■ **EXERCISES**:
A – Translate this sentence from the metadata documentation into Spanish: "These records are used throughout the platform (e.g., for filtering, querying, and API responses) and therefore follow a stable schema."
B – According to the metadata documentation, why do the metadata records follow a stable schema?
C – In the metadata documentation, print everything from "Metadata records" down to "concise, human-readable label.".

Skip to content

Metadata records

Each project-study combination is associated with a metadata record that describes the key characteristics of the available summary-statistics file(s). These records are used throughout the platform (e.g., for filtering, querying, and API responses) and therefore follow a stable schema. When new attributes become relevant they should be added to this table and, if possible, given a concise, human-readable label.


Core metadata fields

Field (canonical name) Friendly label Description Possible values / format
category Summary-statistic type Type of summary statistics GWAS, pQTL, eQTL, …
project Project Identifier of the project the data belongs to opengwas, pqtl, genesandhealth, …
study Study Identifier of the specific study ukb-a, ukb-b, ukb-d, …
data_id Record ID Unique identifier for the metadata entry e.g. 89f31189b3
build Genome build Reference genome build GRCh37, GRCh38
population Broad ancestry category Ancestry of the cohort see the ancestry categories page
total_samples Number of samples Sample size of the cohort integer
total_cases Number of cases Count of case subjects (if applicable) integer
total_controls Number of controls Count of control subjects (if applicable) integer
trait_desc Trait description Human-readable description of the phenotype or protein e.g. “Pregnancy, childbirth and the puerperium”, “Alpha-1B-glycoprotein”
notes_sex Sex of participants Sex composition of the cohort Males, Females, Combined

Additional optional fields (may appear in specific projects)

Field Friendly label When to use
notes_maker Data producer Institution or consortium that generated the data
notes_maker_platform_technology Assay technology Technology used to generate the data (e.g., array, sequencing)
notes_maker_platform_description Assay description Provide extra detail beyond the technology name
notes_maker_platform_version Assay version Useful when multiple releases exist
notes_maker_platform_normalization Normalization strategy Clarifies how raw data were transformed
notes_software_description Analysis software Record the tool that generated the statistics
notes_source_id Source ID Original identifier of the upstream summary‑statistics file
trait_gene_ids Gene identifiers When multiple genes are linked to the trait
trait_icd10 Clinical code When the trait is a disease phenotype
trait_protein_ids Protein identifiers For proteomics‑related summary statistics
trait_seqid Sequence identifier SomaLogic specific sequence identifier for the trait
trait_tissue Measured tissue eQTL/pQTL studies that are tissue‑specific
trait_unit Measurement unit For quantitative traits (e.g., blood pressure)

(Collected data)
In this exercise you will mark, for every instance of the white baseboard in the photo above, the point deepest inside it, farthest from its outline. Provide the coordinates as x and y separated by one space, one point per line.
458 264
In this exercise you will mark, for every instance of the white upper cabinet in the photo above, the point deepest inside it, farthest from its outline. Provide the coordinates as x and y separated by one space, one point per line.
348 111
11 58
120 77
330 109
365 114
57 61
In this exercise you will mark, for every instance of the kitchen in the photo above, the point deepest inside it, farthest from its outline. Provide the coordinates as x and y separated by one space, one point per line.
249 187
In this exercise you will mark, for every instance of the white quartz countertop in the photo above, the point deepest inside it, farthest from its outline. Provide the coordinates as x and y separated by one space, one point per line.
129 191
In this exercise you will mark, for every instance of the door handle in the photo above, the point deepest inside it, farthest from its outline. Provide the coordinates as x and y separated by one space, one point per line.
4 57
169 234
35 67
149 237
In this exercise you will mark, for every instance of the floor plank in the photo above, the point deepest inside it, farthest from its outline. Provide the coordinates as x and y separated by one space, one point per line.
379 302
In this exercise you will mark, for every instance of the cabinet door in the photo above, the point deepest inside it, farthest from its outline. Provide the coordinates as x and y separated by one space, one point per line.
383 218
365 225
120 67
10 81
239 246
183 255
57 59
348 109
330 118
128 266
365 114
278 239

■ **SOLUTIONS**:
A – Estos registros se utilizan en toda la plataforma (por ejemplo, para filtrar, realizar consultas y en las respuestas de la API) y, por lo tanto, siguen un esquema estable.

B – They follow a stable schema because they are used throughout the platform, for example for filtering, querying, and API responses.

C –
Metadata records

Each project-study combination is associated with a metadata record that describes the key characteristics of the available summary-statistics file(s). These records are used throughout the platform (e.g., for filtering, querying, and API responses) and therefore follow a stable schema. When new attributes become relevant they should be added to this table and, if possible, given a concise, human-readable label.